** Start of Working data **
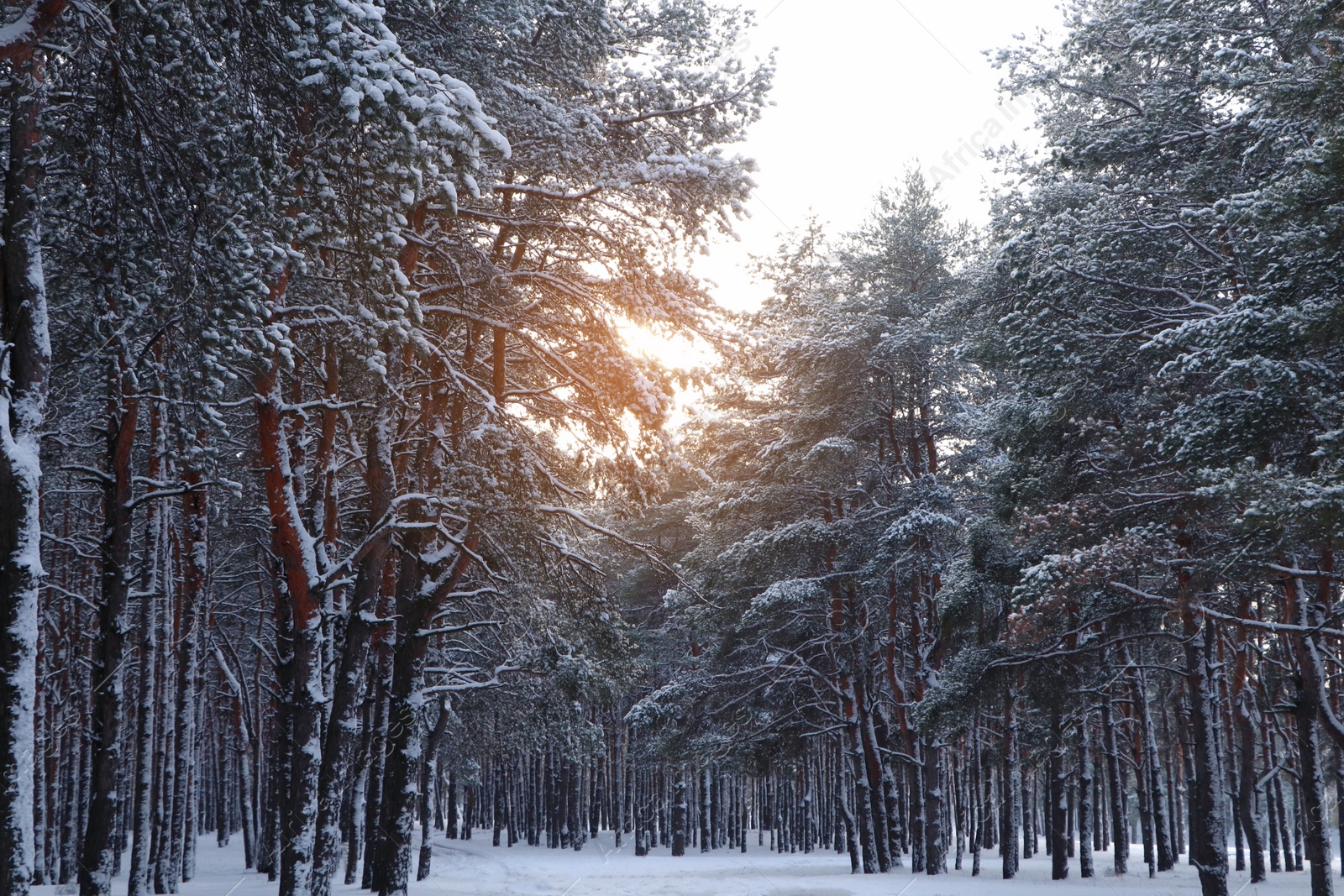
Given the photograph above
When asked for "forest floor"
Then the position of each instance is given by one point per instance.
(475, 868)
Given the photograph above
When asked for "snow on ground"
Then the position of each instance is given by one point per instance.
(475, 868)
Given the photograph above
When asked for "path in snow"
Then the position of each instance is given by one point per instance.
(475, 868)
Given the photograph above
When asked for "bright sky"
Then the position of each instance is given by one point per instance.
(864, 89)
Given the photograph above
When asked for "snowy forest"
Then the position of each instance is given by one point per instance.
(340, 519)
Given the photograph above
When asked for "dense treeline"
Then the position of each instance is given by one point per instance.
(335, 511)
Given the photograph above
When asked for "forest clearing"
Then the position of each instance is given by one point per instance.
(351, 542)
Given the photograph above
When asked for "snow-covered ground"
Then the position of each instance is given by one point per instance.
(475, 868)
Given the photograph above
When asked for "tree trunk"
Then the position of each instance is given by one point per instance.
(24, 399)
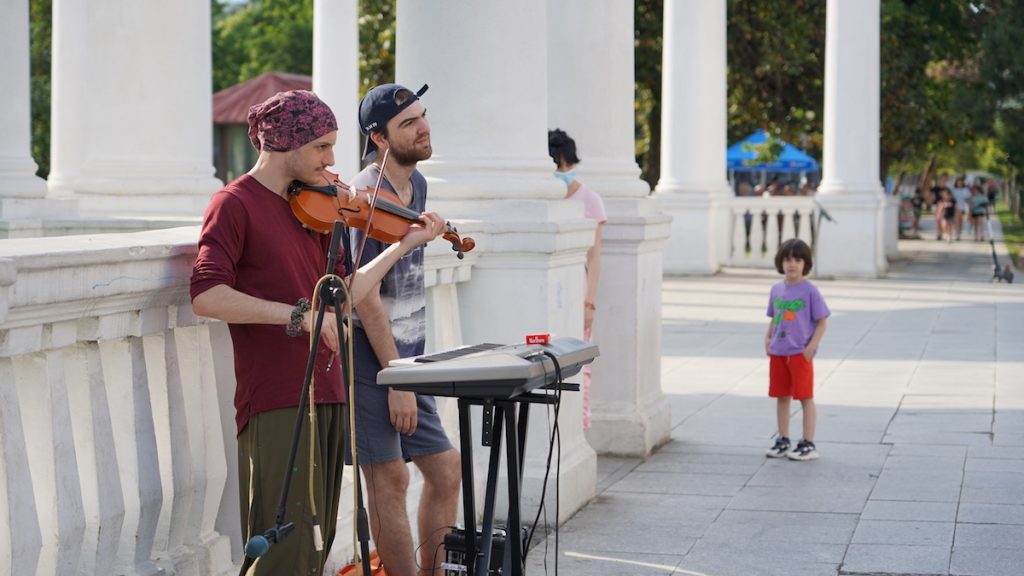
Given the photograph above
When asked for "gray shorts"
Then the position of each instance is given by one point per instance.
(377, 440)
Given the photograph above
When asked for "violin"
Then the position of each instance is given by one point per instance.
(317, 207)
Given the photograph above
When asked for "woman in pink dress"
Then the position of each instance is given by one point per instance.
(563, 153)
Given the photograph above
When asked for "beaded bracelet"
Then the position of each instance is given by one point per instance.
(295, 326)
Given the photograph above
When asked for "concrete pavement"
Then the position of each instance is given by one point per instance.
(920, 386)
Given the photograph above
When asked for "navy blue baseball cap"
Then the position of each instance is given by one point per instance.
(379, 106)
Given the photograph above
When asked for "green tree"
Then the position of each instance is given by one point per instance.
(377, 43)
(775, 53)
(929, 100)
(647, 18)
(261, 36)
(40, 28)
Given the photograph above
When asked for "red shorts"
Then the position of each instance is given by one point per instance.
(791, 375)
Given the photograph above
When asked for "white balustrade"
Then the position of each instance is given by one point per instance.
(117, 436)
(760, 224)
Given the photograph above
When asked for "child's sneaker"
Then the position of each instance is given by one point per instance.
(780, 449)
(805, 451)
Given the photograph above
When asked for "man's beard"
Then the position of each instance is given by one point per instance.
(410, 156)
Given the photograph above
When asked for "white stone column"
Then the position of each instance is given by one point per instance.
(131, 107)
(336, 75)
(17, 169)
(850, 190)
(590, 75)
(22, 193)
(486, 67)
(692, 188)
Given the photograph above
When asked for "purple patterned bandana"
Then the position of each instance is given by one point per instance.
(289, 120)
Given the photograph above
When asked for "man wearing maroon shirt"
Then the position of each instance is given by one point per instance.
(256, 270)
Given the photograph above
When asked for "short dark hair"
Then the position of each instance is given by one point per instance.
(795, 248)
(561, 147)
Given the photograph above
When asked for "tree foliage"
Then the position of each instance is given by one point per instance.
(261, 36)
(951, 77)
(928, 93)
(647, 18)
(775, 54)
(40, 34)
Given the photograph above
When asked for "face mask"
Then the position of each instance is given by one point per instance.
(566, 177)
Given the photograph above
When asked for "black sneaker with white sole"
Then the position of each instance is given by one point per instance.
(805, 450)
(780, 449)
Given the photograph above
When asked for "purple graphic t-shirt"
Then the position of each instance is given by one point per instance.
(795, 312)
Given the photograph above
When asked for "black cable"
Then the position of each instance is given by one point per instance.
(551, 445)
(416, 551)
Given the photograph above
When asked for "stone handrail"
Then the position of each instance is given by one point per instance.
(759, 224)
(117, 436)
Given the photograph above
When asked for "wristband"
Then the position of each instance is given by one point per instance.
(294, 327)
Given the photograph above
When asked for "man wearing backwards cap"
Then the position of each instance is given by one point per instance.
(256, 270)
(393, 426)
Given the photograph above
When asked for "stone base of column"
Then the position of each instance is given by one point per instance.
(698, 240)
(629, 413)
(27, 184)
(577, 480)
(852, 245)
(136, 195)
(891, 230)
(636, 433)
(32, 217)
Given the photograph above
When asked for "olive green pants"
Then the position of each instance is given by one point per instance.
(263, 449)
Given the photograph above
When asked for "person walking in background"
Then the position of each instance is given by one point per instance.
(563, 153)
(799, 316)
(962, 194)
(979, 209)
(916, 206)
(945, 214)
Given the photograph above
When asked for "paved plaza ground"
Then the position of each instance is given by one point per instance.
(920, 384)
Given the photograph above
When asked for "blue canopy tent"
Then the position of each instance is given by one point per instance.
(740, 156)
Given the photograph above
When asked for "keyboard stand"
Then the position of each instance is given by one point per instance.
(512, 415)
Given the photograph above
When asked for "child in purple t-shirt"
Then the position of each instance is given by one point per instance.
(798, 321)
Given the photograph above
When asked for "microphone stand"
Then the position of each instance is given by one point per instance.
(331, 294)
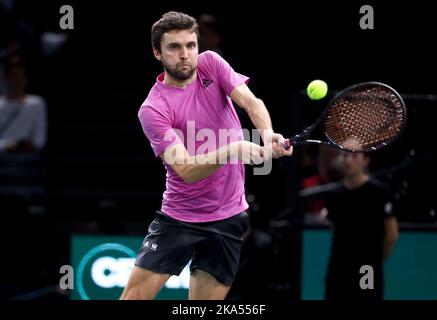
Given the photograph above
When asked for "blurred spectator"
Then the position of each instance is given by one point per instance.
(23, 119)
(364, 229)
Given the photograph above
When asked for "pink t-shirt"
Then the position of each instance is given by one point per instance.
(190, 115)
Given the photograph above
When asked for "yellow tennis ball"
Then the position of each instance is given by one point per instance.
(317, 89)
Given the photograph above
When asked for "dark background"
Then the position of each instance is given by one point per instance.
(101, 175)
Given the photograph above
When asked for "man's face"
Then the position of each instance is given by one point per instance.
(179, 53)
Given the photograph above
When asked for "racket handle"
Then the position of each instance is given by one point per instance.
(286, 145)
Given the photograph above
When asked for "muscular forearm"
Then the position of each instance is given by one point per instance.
(201, 166)
(194, 168)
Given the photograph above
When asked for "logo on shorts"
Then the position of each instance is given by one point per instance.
(206, 83)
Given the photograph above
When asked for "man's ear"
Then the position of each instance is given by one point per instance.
(157, 54)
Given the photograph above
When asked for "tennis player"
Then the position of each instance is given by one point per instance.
(202, 218)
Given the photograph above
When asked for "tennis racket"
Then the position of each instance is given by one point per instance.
(361, 118)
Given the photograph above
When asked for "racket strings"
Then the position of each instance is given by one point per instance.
(369, 116)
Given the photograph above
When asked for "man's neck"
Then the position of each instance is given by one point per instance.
(354, 182)
(169, 80)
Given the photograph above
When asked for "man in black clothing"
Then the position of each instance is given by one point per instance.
(364, 231)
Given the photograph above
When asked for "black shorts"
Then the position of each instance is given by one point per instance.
(213, 247)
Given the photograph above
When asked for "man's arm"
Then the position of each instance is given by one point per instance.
(194, 168)
(260, 118)
(391, 235)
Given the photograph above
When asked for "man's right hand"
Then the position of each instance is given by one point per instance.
(249, 153)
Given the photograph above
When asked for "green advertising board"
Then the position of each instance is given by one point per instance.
(102, 266)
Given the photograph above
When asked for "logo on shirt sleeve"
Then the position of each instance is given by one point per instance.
(206, 83)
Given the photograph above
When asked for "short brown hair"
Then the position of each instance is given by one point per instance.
(169, 21)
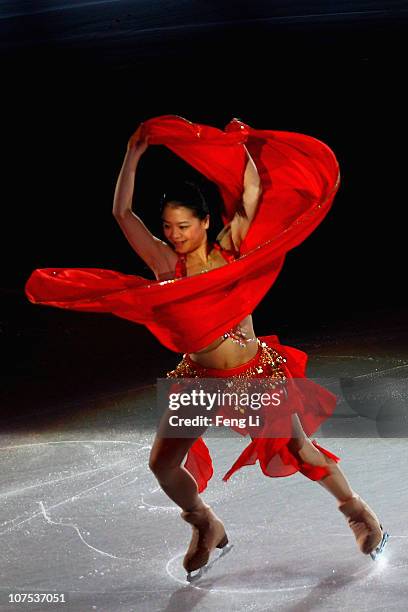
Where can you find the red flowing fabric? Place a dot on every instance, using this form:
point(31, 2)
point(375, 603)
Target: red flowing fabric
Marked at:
point(299, 175)
point(274, 456)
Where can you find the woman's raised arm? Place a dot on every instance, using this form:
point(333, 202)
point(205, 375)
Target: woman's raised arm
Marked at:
point(154, 252)
point(245, 213)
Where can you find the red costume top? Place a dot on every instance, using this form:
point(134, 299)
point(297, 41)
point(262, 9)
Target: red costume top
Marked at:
point(299, 177)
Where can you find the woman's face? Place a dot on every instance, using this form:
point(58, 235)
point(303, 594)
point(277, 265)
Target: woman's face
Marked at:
point(183, 229)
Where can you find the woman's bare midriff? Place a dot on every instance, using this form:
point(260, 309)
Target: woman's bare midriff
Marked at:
point(224, 353)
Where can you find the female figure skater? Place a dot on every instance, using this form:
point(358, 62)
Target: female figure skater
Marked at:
point(237, 352)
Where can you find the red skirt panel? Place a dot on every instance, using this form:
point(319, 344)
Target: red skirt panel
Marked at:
point(312, 403)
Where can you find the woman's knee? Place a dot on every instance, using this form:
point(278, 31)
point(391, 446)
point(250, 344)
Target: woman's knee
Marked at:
point(306, 451)
point(165, 456)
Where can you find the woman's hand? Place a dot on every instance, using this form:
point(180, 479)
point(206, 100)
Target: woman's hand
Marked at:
point(138, 142)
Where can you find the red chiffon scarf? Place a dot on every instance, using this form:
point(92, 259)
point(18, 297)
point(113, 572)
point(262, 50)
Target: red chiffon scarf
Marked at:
point(299, 176)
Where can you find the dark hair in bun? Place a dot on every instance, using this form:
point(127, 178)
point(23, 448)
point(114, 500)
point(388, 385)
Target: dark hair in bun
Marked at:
point(186, 194)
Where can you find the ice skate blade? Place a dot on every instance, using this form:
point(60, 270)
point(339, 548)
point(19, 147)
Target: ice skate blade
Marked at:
point(374, 554)
point(197, 574)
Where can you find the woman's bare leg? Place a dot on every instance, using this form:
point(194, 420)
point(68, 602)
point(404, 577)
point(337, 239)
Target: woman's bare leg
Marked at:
point(208, 531)
point(165, 461)
point(336, 482)
point(361, 519)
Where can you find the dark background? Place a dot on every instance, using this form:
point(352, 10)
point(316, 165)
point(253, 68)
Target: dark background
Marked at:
point(77, 80)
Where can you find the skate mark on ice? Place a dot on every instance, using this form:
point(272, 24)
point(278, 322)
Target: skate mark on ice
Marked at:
point(153, 506)
point(76, 495)
point(75, 527)
point(47, 482)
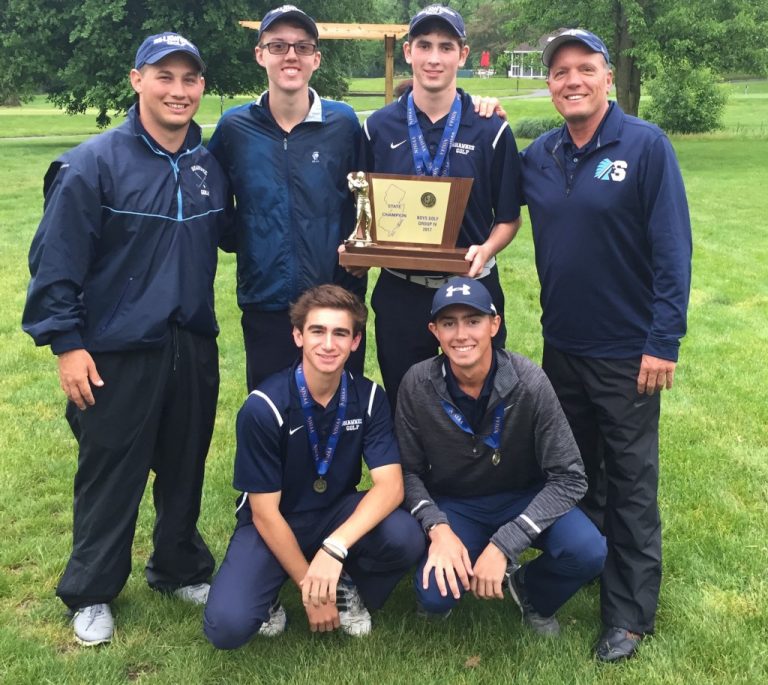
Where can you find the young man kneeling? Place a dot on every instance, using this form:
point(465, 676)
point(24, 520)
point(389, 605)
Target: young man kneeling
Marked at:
point(300, 436)
point(499, 473)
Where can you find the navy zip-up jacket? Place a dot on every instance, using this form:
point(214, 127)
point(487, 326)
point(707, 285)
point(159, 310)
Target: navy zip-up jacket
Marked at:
point(613, 240)
point(293, 205)
point(127, 245)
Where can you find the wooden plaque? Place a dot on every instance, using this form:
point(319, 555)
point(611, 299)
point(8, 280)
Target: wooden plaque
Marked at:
point(415, 224)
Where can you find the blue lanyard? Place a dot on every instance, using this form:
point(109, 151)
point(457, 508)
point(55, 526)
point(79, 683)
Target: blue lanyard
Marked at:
** End of Working data **
Stated goal: Please rewrite the listing from the line with "Where can you find the skate" through the end of the listing, requests included, and scale every coordinate in the marked answers by 2.2, rounding to whole numbers with halves going up. Keep the sample points in the requests unchanged, and leave the pictures out.

Written answer:
Where can you find the skate mark on ice? Place a dot on every instance, using this form:
point(272, 24)
point(278, 322)
Target: skate mark on ice
Marked at:
point(337, 1113)
point(167, 1089)
point(165, 1159)
point(103, 1060)
Where can you find the young man kneeling? Place a dot on every instance, using this form:
point(465, 676)
point(24, 520)
point(389, 605)
Target: young man kneeling
Marked at:
point(660, 959)
point(1098, 1041)
Where can you find the navy zip-up jacket? Place a dot on every instance, using this form:
point(214, 127)
point(487, 326)
point(707, 285)
point(159, 310)
Target: navy zip-up jacket
Marked at:
point(1349, 528)
point(645, 451)
point(279, 539)
Where can you find the wooden plaque? Place a dot on every instance, using this form:
point(319, 555)
point(611, 299)
point(8, 280)
Target: wooden plaque
Marked at:
point(913, 493)
Where can you find the blue lanyard? Place a dot on every instance, using this form:
point(109, 151)
point(457, 508)
point(55, 526)
point(79, 683)
Target: blue lanyard
Marked at:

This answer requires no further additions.